[EXTRACTED ENTRIES]
## BEGIN

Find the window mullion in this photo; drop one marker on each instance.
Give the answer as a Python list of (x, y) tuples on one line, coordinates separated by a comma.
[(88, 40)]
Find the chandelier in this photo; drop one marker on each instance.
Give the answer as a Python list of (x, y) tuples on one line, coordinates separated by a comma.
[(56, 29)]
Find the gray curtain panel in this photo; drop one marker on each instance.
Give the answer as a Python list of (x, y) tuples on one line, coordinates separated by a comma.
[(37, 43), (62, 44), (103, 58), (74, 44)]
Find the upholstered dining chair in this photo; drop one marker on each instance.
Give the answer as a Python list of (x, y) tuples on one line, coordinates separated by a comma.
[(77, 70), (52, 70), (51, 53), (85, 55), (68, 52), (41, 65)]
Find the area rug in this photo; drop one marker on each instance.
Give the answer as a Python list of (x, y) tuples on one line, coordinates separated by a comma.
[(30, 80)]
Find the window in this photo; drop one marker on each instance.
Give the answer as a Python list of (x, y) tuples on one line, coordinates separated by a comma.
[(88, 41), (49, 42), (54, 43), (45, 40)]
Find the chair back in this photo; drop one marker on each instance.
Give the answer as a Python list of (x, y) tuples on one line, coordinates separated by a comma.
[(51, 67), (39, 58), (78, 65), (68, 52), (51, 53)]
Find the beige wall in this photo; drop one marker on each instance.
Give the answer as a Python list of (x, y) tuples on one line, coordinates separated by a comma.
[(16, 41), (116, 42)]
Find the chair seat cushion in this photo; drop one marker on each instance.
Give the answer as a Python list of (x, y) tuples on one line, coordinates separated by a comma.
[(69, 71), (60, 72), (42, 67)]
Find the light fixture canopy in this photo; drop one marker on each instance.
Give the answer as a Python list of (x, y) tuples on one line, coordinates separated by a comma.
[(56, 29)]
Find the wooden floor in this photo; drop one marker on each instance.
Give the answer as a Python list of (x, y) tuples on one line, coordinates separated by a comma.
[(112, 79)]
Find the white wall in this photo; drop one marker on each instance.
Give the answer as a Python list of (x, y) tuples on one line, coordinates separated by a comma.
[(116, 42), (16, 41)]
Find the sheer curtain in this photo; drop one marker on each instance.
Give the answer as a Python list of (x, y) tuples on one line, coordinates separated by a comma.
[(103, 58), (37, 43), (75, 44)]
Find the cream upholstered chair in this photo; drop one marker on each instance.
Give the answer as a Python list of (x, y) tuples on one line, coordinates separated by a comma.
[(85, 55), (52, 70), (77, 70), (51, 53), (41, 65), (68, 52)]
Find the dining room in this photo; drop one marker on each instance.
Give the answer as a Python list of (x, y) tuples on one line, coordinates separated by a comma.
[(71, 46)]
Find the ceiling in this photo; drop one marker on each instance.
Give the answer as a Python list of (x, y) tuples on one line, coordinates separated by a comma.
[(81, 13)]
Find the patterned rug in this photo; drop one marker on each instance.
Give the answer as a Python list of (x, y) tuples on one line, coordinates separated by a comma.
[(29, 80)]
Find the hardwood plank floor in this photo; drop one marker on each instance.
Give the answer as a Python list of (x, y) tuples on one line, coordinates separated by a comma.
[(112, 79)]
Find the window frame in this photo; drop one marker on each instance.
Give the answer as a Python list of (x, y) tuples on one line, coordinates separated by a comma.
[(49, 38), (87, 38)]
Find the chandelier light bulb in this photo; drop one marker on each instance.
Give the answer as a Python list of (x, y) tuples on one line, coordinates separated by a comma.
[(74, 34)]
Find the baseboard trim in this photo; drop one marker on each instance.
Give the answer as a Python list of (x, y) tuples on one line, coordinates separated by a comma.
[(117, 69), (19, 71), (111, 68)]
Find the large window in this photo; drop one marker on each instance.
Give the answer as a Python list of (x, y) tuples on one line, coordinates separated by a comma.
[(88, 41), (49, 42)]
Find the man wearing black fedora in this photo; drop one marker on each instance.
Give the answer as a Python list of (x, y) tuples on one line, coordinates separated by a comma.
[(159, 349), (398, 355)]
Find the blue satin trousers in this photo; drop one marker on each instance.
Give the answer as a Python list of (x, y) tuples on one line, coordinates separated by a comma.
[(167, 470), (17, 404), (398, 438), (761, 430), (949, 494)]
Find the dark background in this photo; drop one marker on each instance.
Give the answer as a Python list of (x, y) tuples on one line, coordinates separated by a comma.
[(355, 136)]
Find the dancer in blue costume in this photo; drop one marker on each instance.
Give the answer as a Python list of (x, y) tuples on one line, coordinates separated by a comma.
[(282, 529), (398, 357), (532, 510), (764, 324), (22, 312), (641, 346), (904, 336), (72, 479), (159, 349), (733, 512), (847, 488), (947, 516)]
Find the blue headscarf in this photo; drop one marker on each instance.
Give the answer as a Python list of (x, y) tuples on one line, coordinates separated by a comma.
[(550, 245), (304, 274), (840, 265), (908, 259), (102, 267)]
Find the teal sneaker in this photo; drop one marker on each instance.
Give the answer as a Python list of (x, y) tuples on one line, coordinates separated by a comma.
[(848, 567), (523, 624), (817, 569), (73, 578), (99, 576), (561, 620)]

## END
## BEGIN

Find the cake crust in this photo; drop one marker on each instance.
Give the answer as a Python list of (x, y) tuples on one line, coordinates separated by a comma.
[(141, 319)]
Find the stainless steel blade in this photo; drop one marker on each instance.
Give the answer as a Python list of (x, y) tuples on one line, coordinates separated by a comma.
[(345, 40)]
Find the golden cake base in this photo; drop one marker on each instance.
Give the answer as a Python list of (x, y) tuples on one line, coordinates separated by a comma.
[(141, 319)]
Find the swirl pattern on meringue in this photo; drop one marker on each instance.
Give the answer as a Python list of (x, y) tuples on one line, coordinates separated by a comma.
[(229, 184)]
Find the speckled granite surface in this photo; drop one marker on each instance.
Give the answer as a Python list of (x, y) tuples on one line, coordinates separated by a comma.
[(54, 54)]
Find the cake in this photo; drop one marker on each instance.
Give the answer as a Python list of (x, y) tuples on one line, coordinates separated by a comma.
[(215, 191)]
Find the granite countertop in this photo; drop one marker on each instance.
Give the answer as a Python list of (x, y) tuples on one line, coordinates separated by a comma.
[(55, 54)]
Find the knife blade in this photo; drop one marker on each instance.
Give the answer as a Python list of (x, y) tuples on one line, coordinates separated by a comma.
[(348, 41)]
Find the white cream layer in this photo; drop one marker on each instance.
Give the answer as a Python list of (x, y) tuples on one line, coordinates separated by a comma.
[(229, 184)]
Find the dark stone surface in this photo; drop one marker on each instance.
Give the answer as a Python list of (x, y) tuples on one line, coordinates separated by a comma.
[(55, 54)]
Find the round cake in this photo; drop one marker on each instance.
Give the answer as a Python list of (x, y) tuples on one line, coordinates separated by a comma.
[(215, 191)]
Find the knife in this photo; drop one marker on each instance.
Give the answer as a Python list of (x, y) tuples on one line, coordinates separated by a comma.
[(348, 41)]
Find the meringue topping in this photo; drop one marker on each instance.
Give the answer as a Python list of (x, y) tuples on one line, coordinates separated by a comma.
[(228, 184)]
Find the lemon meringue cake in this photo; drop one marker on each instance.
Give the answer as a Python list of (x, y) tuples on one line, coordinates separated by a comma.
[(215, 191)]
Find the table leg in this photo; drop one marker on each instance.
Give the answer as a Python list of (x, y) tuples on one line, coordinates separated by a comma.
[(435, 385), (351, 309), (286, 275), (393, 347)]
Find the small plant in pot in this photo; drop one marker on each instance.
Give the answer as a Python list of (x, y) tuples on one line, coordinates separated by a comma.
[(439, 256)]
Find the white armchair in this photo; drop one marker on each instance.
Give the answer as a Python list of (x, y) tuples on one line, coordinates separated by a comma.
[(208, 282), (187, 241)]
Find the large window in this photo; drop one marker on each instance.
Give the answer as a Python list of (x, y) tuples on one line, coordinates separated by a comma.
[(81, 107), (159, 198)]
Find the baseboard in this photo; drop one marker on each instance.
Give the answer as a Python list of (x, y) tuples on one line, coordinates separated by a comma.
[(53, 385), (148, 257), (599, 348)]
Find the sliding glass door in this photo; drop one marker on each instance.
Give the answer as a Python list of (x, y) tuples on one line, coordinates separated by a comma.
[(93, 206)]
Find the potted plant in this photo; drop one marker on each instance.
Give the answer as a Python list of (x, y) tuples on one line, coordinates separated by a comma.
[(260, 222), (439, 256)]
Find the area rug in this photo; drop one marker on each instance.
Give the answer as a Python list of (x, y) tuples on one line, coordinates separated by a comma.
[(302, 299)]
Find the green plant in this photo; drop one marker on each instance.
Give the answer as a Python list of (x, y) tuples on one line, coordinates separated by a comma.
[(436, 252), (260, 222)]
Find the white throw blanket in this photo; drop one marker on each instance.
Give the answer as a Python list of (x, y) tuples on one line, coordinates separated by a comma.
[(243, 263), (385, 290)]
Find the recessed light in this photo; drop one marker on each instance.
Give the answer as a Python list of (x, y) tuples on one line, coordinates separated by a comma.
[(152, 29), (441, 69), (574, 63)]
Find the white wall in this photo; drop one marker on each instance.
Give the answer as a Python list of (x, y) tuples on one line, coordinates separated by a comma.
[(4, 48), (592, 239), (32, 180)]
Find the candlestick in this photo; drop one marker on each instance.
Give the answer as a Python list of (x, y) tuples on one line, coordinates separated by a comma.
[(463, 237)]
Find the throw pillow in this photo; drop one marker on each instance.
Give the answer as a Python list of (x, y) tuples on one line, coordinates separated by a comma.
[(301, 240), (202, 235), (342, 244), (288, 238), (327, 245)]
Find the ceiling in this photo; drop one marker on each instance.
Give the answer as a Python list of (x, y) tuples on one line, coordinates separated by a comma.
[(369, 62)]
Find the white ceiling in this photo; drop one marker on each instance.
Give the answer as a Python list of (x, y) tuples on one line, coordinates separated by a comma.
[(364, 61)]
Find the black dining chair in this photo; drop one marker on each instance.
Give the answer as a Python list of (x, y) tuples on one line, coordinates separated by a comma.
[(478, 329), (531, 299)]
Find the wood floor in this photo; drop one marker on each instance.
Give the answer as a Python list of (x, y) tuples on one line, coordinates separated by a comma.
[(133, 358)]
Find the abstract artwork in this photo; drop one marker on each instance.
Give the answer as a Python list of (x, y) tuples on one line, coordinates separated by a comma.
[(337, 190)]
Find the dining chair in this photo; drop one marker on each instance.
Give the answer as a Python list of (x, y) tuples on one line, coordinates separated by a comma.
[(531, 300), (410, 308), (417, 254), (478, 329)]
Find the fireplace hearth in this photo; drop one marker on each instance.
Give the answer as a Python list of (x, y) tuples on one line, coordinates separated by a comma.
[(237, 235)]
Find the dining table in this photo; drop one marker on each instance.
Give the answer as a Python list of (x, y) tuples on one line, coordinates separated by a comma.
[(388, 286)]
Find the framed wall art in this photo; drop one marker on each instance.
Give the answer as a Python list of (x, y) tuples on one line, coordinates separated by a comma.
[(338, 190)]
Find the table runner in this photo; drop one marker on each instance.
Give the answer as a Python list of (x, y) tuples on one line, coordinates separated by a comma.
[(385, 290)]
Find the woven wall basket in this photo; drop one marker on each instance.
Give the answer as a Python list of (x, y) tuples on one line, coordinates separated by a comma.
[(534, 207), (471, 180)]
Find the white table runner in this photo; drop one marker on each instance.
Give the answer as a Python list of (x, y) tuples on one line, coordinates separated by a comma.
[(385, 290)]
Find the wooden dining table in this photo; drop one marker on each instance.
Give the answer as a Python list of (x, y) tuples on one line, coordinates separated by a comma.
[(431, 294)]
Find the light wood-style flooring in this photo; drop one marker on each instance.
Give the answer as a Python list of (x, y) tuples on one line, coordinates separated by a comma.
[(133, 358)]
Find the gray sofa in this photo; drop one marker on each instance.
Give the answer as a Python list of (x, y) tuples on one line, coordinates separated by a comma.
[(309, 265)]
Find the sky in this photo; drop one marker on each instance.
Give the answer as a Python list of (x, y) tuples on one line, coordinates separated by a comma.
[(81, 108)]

## END
## BEGIN

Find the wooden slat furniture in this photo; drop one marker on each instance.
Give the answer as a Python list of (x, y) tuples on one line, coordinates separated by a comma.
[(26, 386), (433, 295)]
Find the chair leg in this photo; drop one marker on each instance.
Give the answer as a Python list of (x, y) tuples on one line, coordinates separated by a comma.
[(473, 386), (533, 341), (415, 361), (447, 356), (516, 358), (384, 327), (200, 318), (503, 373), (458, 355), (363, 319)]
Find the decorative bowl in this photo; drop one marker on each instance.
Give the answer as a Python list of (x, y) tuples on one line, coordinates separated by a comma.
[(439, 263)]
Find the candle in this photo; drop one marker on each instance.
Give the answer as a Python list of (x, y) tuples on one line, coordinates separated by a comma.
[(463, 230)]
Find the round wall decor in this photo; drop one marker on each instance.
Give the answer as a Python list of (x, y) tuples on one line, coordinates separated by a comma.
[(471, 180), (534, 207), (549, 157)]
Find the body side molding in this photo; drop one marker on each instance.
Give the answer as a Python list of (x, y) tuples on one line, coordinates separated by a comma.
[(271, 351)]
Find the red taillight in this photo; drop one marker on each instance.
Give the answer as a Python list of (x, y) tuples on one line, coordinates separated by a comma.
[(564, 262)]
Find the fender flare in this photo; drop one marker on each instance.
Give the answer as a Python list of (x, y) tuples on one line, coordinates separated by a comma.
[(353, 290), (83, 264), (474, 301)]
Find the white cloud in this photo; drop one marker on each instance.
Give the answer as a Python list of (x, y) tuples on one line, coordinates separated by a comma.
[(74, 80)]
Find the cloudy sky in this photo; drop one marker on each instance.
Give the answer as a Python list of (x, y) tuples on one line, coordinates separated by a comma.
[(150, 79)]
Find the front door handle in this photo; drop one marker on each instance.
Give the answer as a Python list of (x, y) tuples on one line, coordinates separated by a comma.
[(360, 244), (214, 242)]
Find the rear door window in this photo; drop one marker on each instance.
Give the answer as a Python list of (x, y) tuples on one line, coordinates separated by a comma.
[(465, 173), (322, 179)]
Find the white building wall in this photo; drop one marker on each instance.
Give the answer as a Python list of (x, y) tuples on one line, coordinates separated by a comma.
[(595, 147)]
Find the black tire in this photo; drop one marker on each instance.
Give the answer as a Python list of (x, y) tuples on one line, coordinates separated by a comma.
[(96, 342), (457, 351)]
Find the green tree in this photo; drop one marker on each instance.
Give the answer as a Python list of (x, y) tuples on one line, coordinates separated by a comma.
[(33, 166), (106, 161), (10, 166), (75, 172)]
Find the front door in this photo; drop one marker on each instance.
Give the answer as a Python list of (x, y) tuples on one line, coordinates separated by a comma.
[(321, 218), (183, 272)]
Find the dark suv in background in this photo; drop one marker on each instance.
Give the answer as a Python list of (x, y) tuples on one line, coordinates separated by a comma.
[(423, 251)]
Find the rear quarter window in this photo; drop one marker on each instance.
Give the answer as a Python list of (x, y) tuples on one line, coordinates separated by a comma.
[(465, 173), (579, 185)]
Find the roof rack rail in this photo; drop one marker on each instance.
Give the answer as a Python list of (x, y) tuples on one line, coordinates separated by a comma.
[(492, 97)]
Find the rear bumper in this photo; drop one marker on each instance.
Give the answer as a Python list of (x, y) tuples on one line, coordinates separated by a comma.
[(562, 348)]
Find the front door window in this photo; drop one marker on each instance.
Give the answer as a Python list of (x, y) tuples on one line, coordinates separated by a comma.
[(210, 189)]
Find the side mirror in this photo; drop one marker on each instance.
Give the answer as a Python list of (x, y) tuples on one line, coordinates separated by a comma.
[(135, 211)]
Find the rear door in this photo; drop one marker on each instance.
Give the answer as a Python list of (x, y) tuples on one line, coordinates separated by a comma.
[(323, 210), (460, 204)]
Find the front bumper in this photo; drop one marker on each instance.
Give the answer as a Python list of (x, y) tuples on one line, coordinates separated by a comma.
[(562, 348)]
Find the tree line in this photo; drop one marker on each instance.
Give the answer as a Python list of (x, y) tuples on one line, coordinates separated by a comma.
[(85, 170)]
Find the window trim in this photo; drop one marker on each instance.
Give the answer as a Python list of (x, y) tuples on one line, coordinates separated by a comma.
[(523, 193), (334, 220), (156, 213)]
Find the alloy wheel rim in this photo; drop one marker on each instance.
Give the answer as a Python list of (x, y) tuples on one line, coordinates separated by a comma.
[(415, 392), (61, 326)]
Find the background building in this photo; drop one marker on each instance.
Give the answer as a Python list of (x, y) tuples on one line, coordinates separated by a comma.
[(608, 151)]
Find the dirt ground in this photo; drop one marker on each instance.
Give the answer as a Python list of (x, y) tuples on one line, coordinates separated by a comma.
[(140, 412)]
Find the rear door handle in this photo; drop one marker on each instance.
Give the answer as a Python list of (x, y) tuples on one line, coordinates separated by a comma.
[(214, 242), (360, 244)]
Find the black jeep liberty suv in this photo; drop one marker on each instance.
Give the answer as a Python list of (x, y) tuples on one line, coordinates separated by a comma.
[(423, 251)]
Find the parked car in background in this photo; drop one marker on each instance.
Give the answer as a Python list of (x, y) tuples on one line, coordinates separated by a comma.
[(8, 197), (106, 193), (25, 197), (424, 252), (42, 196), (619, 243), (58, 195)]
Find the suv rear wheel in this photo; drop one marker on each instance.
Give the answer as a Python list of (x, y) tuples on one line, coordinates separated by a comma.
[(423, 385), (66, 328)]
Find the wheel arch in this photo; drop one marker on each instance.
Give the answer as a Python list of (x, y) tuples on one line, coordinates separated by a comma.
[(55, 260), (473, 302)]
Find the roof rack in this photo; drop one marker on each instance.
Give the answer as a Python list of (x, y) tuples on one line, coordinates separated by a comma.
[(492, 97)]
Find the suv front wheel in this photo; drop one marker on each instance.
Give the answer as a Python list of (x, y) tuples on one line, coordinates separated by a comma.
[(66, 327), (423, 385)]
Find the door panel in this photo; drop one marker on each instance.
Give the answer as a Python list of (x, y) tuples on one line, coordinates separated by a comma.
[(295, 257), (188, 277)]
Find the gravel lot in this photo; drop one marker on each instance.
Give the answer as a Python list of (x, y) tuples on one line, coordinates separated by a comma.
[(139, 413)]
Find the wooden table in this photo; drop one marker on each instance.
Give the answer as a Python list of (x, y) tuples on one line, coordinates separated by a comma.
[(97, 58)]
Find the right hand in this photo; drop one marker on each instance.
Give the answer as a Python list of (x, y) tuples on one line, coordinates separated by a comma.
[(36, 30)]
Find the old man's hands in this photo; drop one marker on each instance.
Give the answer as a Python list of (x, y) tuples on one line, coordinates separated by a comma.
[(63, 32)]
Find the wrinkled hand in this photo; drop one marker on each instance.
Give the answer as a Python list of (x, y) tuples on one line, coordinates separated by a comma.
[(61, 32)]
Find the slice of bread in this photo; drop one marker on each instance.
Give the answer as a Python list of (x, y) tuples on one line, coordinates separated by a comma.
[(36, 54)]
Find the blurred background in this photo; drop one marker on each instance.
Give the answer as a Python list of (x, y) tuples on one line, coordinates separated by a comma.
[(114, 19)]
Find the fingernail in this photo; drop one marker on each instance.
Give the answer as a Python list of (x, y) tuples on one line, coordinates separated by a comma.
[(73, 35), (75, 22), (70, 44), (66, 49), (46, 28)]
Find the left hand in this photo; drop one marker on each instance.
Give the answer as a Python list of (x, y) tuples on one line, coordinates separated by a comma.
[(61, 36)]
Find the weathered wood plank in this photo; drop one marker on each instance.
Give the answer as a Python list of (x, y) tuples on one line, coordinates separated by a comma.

## END

[WHAT YOU ARE ASKED TO DO] Select every line in the listing above that contains the string "trim". Matching is case-sensitive.

[WRITTEN REPLY]
Find the baseboard trim in this photo; drop one marker on each instance.
Find the window trim in this photo; drop one marker on each instance.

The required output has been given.